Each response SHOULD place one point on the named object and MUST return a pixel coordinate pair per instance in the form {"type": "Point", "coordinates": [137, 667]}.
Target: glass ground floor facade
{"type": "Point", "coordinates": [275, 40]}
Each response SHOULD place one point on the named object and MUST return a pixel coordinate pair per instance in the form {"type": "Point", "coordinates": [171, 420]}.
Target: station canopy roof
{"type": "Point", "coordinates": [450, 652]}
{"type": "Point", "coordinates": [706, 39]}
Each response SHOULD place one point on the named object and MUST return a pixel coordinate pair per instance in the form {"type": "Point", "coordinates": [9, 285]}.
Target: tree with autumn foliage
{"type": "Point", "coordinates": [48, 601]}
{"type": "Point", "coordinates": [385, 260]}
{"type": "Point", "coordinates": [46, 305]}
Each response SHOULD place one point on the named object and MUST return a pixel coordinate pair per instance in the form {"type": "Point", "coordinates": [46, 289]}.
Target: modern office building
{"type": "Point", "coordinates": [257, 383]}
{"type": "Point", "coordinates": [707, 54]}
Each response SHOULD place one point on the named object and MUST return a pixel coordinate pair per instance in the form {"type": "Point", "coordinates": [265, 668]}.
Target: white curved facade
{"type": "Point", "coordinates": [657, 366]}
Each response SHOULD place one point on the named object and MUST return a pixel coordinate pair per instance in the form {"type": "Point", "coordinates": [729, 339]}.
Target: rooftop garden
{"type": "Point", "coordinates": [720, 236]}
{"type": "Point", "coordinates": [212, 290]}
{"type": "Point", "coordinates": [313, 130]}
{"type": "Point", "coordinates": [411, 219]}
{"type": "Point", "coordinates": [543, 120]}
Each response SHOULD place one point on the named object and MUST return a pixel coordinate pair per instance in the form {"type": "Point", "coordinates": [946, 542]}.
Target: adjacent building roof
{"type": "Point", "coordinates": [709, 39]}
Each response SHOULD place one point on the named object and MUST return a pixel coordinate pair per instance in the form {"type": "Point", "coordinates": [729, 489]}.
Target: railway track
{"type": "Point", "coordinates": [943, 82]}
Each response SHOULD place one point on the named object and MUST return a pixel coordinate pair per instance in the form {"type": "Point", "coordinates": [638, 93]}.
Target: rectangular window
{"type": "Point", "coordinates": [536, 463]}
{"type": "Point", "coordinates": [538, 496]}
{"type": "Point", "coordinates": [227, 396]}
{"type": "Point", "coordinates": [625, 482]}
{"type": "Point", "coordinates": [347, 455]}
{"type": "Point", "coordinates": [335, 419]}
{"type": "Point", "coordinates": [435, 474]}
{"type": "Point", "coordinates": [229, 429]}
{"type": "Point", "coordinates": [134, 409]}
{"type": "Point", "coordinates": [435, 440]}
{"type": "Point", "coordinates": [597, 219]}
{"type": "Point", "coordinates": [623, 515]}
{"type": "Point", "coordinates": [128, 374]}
■ ■ ■ ■
EXERCISE DETAILS:
From the line with "Target: adjacent building roof" through the final line of the records, return each line exactly. Leave out the rest.

FINISHED TASK:
Target: adjacent building roof
{"type": "Point", "coordinates": [709, 39]}
Each response SHOULD place one point on the named object and MUST return a pixel coordinate pair per instance in the form {"type": "Point", "coordinates": [729, 489]}.
Target: railway track
{"type": "Point", "coordinates": [943, 82]}
Each response SHOULD place one point on the named object and MUST return a pixel coordinate pair per instance in the form {"type": "Point", "coordinates": [638, 93]}.
Target: rectangular window
{"type": "Point", "coordinates": [536, 463]}
{"type": "Point", "coordinates": [538, 496]}
{"type": "Point", "coordinates": [227, 396]}
{"type": "Point", "coordinates": [625, 482]}
{"type": "Point", "coordinates": [347, 455]}
{"type": "Point", "coordinates": [335, 419]}
{"type": "Point", "coordinates": [435, 474]}
{"type": "Point", "coordinates": [229, 429]}
{"type": "Point", "coordinates": [134, 409]}
{"type": "Point", "coordinates": [435, 440]}
{"type": "Point", "coordinates": [597, 219]}
{"type": "Point", "coordinates": [623, 515]}
{"type": "Point", "coordinates": [128, 374]}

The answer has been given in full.